ACTIVITY:
A word-for-word copy of the data, pictures excluded, is what this task asks for.

DATA RECORDS:

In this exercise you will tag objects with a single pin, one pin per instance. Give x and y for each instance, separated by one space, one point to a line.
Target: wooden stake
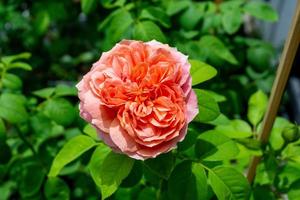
284 68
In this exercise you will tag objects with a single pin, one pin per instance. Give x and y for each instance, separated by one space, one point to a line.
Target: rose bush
139 98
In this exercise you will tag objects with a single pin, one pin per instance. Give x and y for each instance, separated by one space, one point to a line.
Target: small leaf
91 131
114 169
232 20
20 65
12 81
187 181
32 180
214 146
65 90
235 129
208 107
257 106
60 110
56 188
294 191
12 108
70 151
156 14
261 10
201 71
96 162
215 46
147 31
44 93
161 165
9 59
227 183
88 5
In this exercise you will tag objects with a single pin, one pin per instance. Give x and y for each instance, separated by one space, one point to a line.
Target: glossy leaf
147 30
257 106
208 107
214 146
70 151
201 71
261 10
227 183
114 169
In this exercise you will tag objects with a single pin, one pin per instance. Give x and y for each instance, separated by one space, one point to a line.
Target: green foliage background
48 152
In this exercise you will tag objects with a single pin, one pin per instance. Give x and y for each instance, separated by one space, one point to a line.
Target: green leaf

YOUR SOLUTION:
In this exercise you will tag objects with a single pin, one pin per instance. Give x and y for each instance, separated by one space, one point to a line.
Target: wooden stake
284 68
In this exercise you will tag objects with a single pin, one pin per instance. Give x and y for each instance, separated by one space, one point to a line.
Target: rose bush
139 98
In this exercise you will tag objects with a single pin, one pin per instance. Give x and y for each instance, separated by one space, one point to a line.
Target: small leaf
91 131
114 169
232 20
20 65
12 81
187 181
32 180
214 146
65 90
235 129
208 107
257 106
60 110
56 188
294 191
12 108
70 151
156 14
261 10
201 71
96 162
215 46
147 31
44 93
161 165
9 59
227 183
88 5
In this exercise you will tag objects with a single pin, one pin per instance. Give x and y for each instance, separated by one space, one point to a line.
Target: glossy leaf
147 30
257 106
208 107
214 146
70 151
201 71
261 10
227 183
114 169
In this exercise you will tag objects with a single pin, one pin per instance. Give x and y for each instance, separated by one space, one point to a line.
Target: green foliage background
48 152
In this exercise you will tag objects with a single pin, one pin per instance. Give x and y for each instance, separated by one space, one point to a line.
Target: green leaf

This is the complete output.